(RECORD EXCERPTS):
== == ==

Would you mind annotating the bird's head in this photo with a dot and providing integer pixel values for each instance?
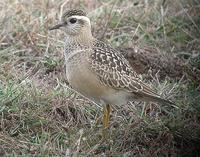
(74, 22)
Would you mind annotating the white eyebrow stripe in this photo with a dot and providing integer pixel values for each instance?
(81, 17)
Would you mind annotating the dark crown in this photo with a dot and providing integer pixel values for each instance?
(74, 12)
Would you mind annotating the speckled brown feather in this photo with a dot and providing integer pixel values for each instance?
(114, 70)
(106, 64)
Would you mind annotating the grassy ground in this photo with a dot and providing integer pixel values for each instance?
(40, 116)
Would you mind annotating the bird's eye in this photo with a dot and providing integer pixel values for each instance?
(73, 20)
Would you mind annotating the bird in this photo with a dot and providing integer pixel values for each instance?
(97, 70)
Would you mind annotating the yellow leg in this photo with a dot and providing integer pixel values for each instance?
(106, 119)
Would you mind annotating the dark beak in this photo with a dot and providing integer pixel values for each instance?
(57, 26)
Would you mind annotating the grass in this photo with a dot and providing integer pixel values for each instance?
(41, 116)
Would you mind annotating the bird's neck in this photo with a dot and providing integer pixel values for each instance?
(82, 39)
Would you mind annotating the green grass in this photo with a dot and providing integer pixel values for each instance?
(41, 116)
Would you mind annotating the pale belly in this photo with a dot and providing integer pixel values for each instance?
(84, 81)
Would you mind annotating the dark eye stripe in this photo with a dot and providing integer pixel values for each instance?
(73, 20)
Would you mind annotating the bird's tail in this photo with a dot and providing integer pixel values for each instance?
(155, 98)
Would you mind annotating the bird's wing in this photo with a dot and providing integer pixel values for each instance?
(115, 71)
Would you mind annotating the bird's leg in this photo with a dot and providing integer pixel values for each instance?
(106, 119)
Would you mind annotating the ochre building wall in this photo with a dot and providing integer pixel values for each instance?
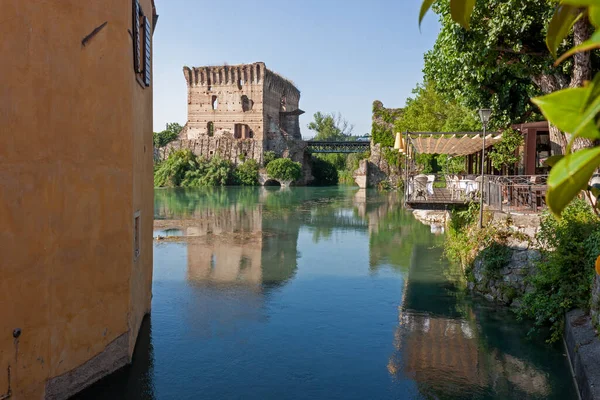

== == ==

(PROBLEM REQUIREMENTS):
Output all of the data exactly. Skip the pictures.

(ANSWER TO THIS EXERCISE):
Would you mind annotating the bird's head in this photo with a dot and providing integer pixel values for each instance?
(74, 22)
Would you mind annotating the white eyebrow stripe in this photo with a dot and providing integer pixel values for each instance?
(81, 17)
Would you mind annotating the dark crown in this photo with a dot and providing integer pixel values for each instance?
(74, 12)
Would you mind annotating the speckled brown feather in this photo with a dot and providing integer pixel values for each instance?
(114, 70)
(106, 64)
Would you mind annotating the grassy ground in this photo with a dot and providing integer pixel values for each instance?
(40, 116)
Would you mind annotating the bird's eye in this photo with a dot and providing integer pixel values for each instance?
(73, 20)
Would you mind annotating the bird in this photo with a dot and providing integer pixel values for each instance?
(97, 70)
Would you mind annotating the yellow leg in this photo with a dot and providing integer pixel values for each instance?
(106, 119)
Would you mind annotating the dark beak in this photo with a dot and providing integer pixel values for each instance?
(57, 26)
Would you mind annotating the grass in this photo with a dot and providing integer pixel values for each instance?
(41, 116)
Would you mind annotating the bird's neck in this photo with a dot and providing integer pixel values for each instance?
(82, 39)
Would you mind annotating the green grass in this photo with a dot and providing integer pixel values for each instance?
(41, 116)
Would you mind annotating the pale belly in this photo with a dot and providing integer pixel values for each instance?
(84, 81)
Would you mind annotating the dark eye stripe in this photo with a dot and providing integer pixel values for each instance?
(73, 20)
Would you mind annotating the bird's tail in this photo with a dot and providing integer pixel values for each instance?
(155, 98)
Would you mind annotating the bird's wing in this photo with a dot and providing integer pixel values for each instance?
(115, 71)
Would you mind annotating the bird's leg in this photo with a dot and providing integer pixel values for each instance?
(106, 119)
Would you mind annotating the ochre building wall in this photo with a dot and providing integer pixel values for each instance?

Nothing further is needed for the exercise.